| BRANO DA LEGGERE |
•••••
La città: una Bejing a due facce.

La città si sviluppa di 5 anelli, (presente il GRA di Roma?uguali) senza i quali la circolazione sarebbe ancora peggio. Il traffico è un autentico problema. In costruzione ce ne sono altri due. Senza proprietà privata è più facile sventrare e fare parcheggi e edificioni grigi che svettano verso un cielo dello stesso colore.

Uno degli architetti italiani che ho intervistato in questi giorni, mi ha detto che prima dell’assegnazione delle Olimpiadi, quando la commissione direttiva venne in città, la circolazione delle auto, fu pilotata, le auto eleganti potevano andare ovunque, quelle vecchie e malandate potevano accedere solo a determinate zone. Questa piccolezza, chiamiamola così, mi ha fatto ricordare quando vennero a Napoli i G7. Questi sarebbero passati a Via museo e quindi si restaurò la facciata principale del museo nazionale che affacciava sull’omonima strada e non la parte laterale che dà a santa Teresa degli Scalzi. Ogni mondo è paese. Ma la realtà di Pechino ha veramente due facce. Quella che si vedrà alle olimpiadi sarà quella ufficiosa, quella messa a nuovo, lo stadio di Herzog & de Meuron, il Watercube di PTW, le torri congiunte di Rem Khoolas e il nuovo teatro di Paul Auster.
•••••
| ESERCIZI |
[a] Elenca, per favore, tutti i luoghi all'interno di Napoli citati nel brano su Pechino.
[b] Prosegui il brano su Pechino partendo dalla sua ultima frase.

| DATI GREZZI |
•••••
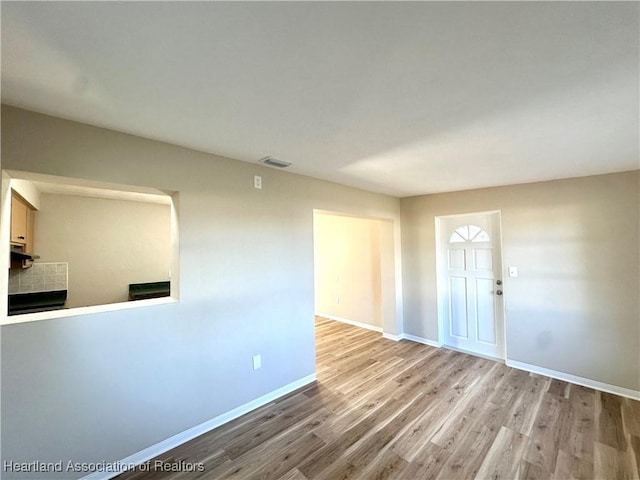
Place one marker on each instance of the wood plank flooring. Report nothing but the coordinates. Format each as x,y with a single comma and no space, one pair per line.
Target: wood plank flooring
400,410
•••••
| RISULTATI PER ESERCIZIO |
[a] Via museo, il museo nazionale, santa Teresa degli Scalzi

[b]
L’altra faccia è nascosta tra gli hutong e in altri quartieri poveri, molto ma molto cinesi. Gli hutong sono i vicoli che si sviluppano intorno alla città proibita, alla piazza Tian’anmen e a tutto il centro storico. A volte ci sono vicoli che hanno ampiezza 50 centimetri. A volte puoi vedere (l’ho fotografato) un impianto esteriore di aria condizionata sul muro delle baracche. Le biciclette sfrecciano tra i panni stesi, spesso rattoppati, i vapori acri che fuoriescono dalle pentole incrostate, idratano le piante della casa giardino che è davvero un tutt’uno. Poi ci sono i cinesi che hanno delle botteghe sulle strade principali, e ….nel retrobottega, se si aguzza la vista, s’intravede qualche coperta e qualche cuscino. D’estate poi dormono tutti allegramente per strada, materasso di 4 centimetri per terra e via.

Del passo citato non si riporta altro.